====== ENTRIES SUPPLIED
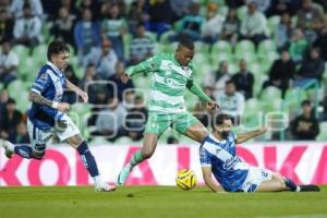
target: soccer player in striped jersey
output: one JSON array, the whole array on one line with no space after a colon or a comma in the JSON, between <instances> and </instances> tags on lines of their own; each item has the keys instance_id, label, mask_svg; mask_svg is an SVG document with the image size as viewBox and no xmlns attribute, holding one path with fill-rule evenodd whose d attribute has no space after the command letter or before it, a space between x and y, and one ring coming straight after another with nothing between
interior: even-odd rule
<instances>
[{"instance_id":1,"label":"soccer player in striped jersey","mask_svg":"<svg viewBox=\"0 0 327 218\"><path fill-rule=\"evenodd\" d=\"M131 68L122 75L122 81L144 74L152 75L148 101L148 120L145 126L142 149L137 150L118 177L118 185L123 185L129 173L144 159L152 157L160 135L170 126L179 133L202 143L209 134L206 128L185 109L184 93L187 88L201 100L207 102L209 110L218 107L193 80L194 44L182 39L173 53L154 56Z\"/></svg>"},{"instance_id":2,"label":"soccer player in striped jersey","mask_svg":"<svg viewBox=\"0 0 327 218\"><path fill-rule=\"evenodd\" d=\"M250 166L235 153L235 144L266 132L265 128L235 135L228 114L217 114L213 120L213 134L199 148L204 181L214 192L317 192L316 185L296 185L292 180L268 169ZM221 187L211 178L215 175Z\"/></svg>"},{"instance_id":3,"label":"soccer player in striped jersey","mask_svg":"<svg viewBox=\"0 0 327 218\"><path fill-rule=\"evenodd\" d=\"M86 141L82 138L80 130L66 114L70 105L61 102L65 87L80 96L84 102L88 100L85 92L65 78L64 70L70 58L68 45L52 41L48 47L47 57L48 62L39 70L29 93L29 100L33 102L27 119L31 145L13 145L9 141L3 141L7 157L11 158L16 154L27 159L41 159L46 153L47 142L52 135L57 135L60 141L66 142L78 152L84 167L94 179L96 191L114 191L116 186L105 183L100 178L96 160Z\"/></svg>"}]
</instances>

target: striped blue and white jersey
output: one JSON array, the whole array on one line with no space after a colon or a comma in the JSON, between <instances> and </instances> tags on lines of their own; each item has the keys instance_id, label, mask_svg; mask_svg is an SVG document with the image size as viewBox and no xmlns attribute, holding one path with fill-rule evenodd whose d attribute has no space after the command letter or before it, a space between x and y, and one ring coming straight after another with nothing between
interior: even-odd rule
<instances>
[{"instance_id":1,"label":"striped blue and white jersey","mask_svg":"<svg viewBox=\"0 0 327 218\"><path fill-rule=\"evenodd\" d=\"M32 86L32 92L40 94L44 98L60 102L65 87L65 75L51 62L41 66L36 81ZM28 119L40 130L50 130L56 120L60 120L63 113L48 106L32 104L28 111Z\"/></svg>"},{"instance_id":2,"label":"striped blue and white jersey","mask_svg":"<svg viewBox=\"0 0 327 218\"><path fill-rule=\"evenodd\" d=\"M211 167L213 174L227 192L240 191L250 169L237 155L235 137L232 132L222 141L210 135L199 148L201 165Z\"/></svg>"}]
</instances>

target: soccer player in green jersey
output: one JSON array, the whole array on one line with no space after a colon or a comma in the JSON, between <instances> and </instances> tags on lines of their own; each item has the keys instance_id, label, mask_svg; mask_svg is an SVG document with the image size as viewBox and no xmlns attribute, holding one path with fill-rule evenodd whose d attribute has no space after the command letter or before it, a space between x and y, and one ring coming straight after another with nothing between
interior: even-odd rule
<instances>
[{"instance_id":1,"label":"soccer player in green jersey","mask_svg":"<svg viewBox=\"0 0 327 218\"><path fill-rule=\"evenodd\" d=\"M213 110L218 107L193 80L194 44L185 38L172 53L159 53L132 66L121 76L129 78L152 73L152 87L148 102L148 120L145 126L143 147L137 150L118 177L118 185L123 185L129 173L140 162L152 157L160 135L172 126L179 133L202 143L209 135L207 129L185 109L184 93L187 88Z\"/></svg>"}]
</instances>

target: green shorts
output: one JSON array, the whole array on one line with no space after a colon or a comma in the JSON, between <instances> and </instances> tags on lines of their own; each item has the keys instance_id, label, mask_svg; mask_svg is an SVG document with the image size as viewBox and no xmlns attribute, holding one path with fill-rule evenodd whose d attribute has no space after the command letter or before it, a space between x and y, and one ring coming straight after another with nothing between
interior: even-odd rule
<instances>
[{"instance_id":1,"label":"green shorts","mask_svg":"<svg viewBox=\"0 0 327 218\"><path fill-rule=\"evenodd\" d=\"M190 112L180 112L173 114L148 113L145 125L145 133L155 133L160 136L169 126L181 134L185 134L187 129L194 123L199 122Z\"/></svg>"}]
</instances>

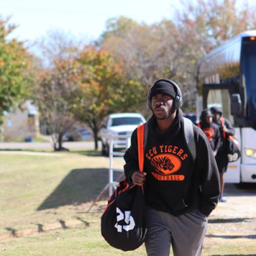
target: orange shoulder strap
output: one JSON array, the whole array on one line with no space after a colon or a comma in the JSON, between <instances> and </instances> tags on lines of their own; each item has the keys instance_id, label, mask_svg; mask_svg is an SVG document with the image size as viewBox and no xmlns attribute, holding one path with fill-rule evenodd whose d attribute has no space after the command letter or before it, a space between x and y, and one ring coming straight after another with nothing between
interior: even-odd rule
<instances>
[{"instance_id":1,"label":"orange shoulder strap","mask_svg":"<svg viewBox=\"0 0 256 256\"><path fill-rule=\"evenodd\" d=\"M143 140L144 140L144 129L145 123L139 125L137 127L137 138L138 139L138 155L139 158L139 168L140 172L143 170L144 152L143 152Z\"/></svg>"},{"instance_id":2,"label":"orange shoulder strap","mask_svg":"<svg viewBox=\"0 0 256 256\"><path fill-rule=\"evenodd\" d=\"M224 126L225 125L225 119L224 117L221 117L220 119L221 122L221 126L222 127L224 127ZM226 133L223 132L223 138L225 139L226 138Z\"/></svg>"}]
</instances>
============
> _PROBLEM TO WORK ON_
Skip the pictures, then retype every line above exactly.

> _ANSWER TO THIS PROBLEM_
target: soccer player in striped jersey
output: one JSON array, the whole array on one line with no space after a colon or a comma in the JSON, between <instances> and </instances> tags on lines of their own; each item has the keys instance_id, label, mask_svg; mask_svg is an SVG document with the image size as viewBox and no xmlns attribute, holding one path with fill-rule evenodd whose d attribute has no space after the command letter or before it, a space between x and y, and one ring coming straight after another with nothing between
interior: even-odd rule
<instances>
[{"instance_id":1,"label":"soccer player in striped jersey","mask_svg":"<svg viewBox=\"0 0 327 218\"><path fill-rule=\"evenodd\" d=\"M131 68L122 75L122 81L144 74L152 75L148 101L148 120L145 126L142 149L137 150L118 177L118 185L123 185L129 173L144 159L152 157L160 135L170 126L179 133L202 143L209 134L206 128L185 109L184 93L187 88L201 100L207 102L209 110L218 107L193 80L194 44L182 39L173 53L154 56Z\"/></svg>"},{"instance_id":2,"label":"soccer player in striped jersey","mask_svg":"<svg viewBox=\"0 0 327 218\"><path fill-rule=\"evenodd\" d=\"M250 166L235 153L235 144L266 132L265 128L235 135L228 114L217 114L213 120L213 134L199 148L204 181L214 192L317 192L316 185L296 185L292 180L268 169ZM221 187L211 178L215 175Z\"/></svg>"},{"instance_id":3,"label":"soccer player in striped jersey","mask_svg":"<svg viewBox=\"0 0 327 218\"><path fill-rule=\"evenodd\" d=\"M86 141L82 138L80 130L66 114L70 105L61 102L65 87L80 96L84 102L88 100L85 92L65 78L64 70L70 58L68 45L52 41L48 47L47 57L48 62L39 70L29 93L29 100L33 102L27 119L31 145L13 145L9 141L3 141L7 157L11 158L16 154L27 159L41 159L46 153L47 142L52 135L57 135L60 141L66 142L78 152L84 167L94 179L96 191L114 191L116 186L105 183L100 178L96 160Z\"/></svg>"}]
</instances>

target: striped blue and white jersey
output: one JSON array, the whole array on one line with no space after a colon or a comma in the JSON, between <instances> and </instances> tags on lines of their own; each item has the keys instance_id, label, mask_svg; mask_svg is an SVG document with the image size as viewBox and no xmlns attribute, holding one path with fill-rule evenodd whose d attribute has no space after the command letter or before it, a space between x and y, and one ring coming straight after another with nothing between
interior: even-odd rule
<instances>
[{"instance_id":1,"label":"striped blue and white jersey","mask_svg":"<svg viewBox=\"0 0 327 218\"><path fill-rule=\"evenodd\" d=\"M32 86L32 92L40 94L44 98L60 102L65 87L65 75L51 62L41 66L36 81ZM28 119L40 130L50 130L56 120L60 120L63 113L48 106L32 104L28 111Z\"/></svg>"},{"instance_id":2,"label":"striped blue and white jersey","mask_svg":"<svg viewBox=\"0 0 327 218\"><path fill-rule=\"evenodd\" d=\"M211 167L213 174L227 192L240 191L250 169L237 155L235 137L232 132L222 141L210 135L199 148L201 165Z\"/></svg>"}]
</instances>

target: soccer player in green jersey
output: one JSON array, the whole array on one line with no space after a colon or a comma in the JSON, between <instances> and </instances> tags on lines of their own; each item has the keys instance_id, label, mask_svg; mask_svg is an SVG document with the image size as viewBox and no xmlns attribute, holding one path with fill-rule evenodd whose d attribute has no space after the command letter or before it, a space between x and y, and one ring coming straight after another with nothing between
interior: even-odd rule
<instances>
[{"instance_id":1,"label":"soccer player in green jersey","mask_svg":"<svg viewBox=\"0 0 327 218\"><path fill-rule=\"evenodd\" d=\"M213 110L218 107L193 80L194 44L185 38L172 53L159 53L132 66L121 76L129 78L152 73L152 87L148 102L148 120L145 126L143 147L137 150L118 177L118 185L123 185L129 173L140 162L152 157L160 135L172 126L179 133L202 143L209 135L207 129L185 109L184 93L187 88Z\"/></svg>"}]
</instances>

target: green shorts
output: one JSON array, the whole array on one line with no space after a colon or a comma in the JSON, between <instances> and </instances> tags on lines of their own; each item has the keys instance_id, label, mask_svg; mask_svg is an SVG document with the image size as viewBox and no xmlns attribute, holding one path with fill-rule evenodd whose d attribute has no space after the command letter or before it, a space between x and y, and one ring coming straight after another with nothing between
interior: even-odd rule
<instances>
[{"instance_id":1,"label":"green shorts","mask_svg":"<svg viewBox=\"0 0 327 218\"><path fill-rule=\"evenodd\" d=\"M190 112L180 112L173 114L148 113L145 125L145 133L155 133L160 136L169 126L181 134L185 134L187 129L194 123L199 122Z\"/></svg>"}]
</instances>

target: orange shoulder strap
output: one JSON array, the whole array on one line with no space after a colon or a comma in the JSON, between <instances> and </instances> tags on lines of their own; each item has the keys instance_id, label, mask_svg; mask_svg is an SVG document with the image size as viewBox and no xmlns attribute, holding one path with fill-rule evenodd whose d attribute has no space after the command letter or before it, a space between x and y, and one ring coming straight after another with nothing between
interior: even-odd rule
<instances>
[{"instance_id":1,"label":"orange shoulder strap","mask_svg":"<svg viewBox=\"0 0 256 256\"><path fill-rule=\"evenodd\" d=\"M143 140L144 140L144 129L145 123L139 125L137 127L137 138L138 139L138 155L139 158L139 168L140 172L143 170L144 152L143 152Z\"/></svg>"},{"instance_id":2,"label":"orange shoulder strap","mask_svg":"<svg viewBox=\"0 0 256 256\"><path fill-rule=\"evenodd\" d=\"M224 126L225 125L225 119L224 117L221 117L220 119L221 122L221 126L222 127L224 127ZM226 133L223 132L223 138L225 139L226 138Z\"/></svg>"}]
</instances>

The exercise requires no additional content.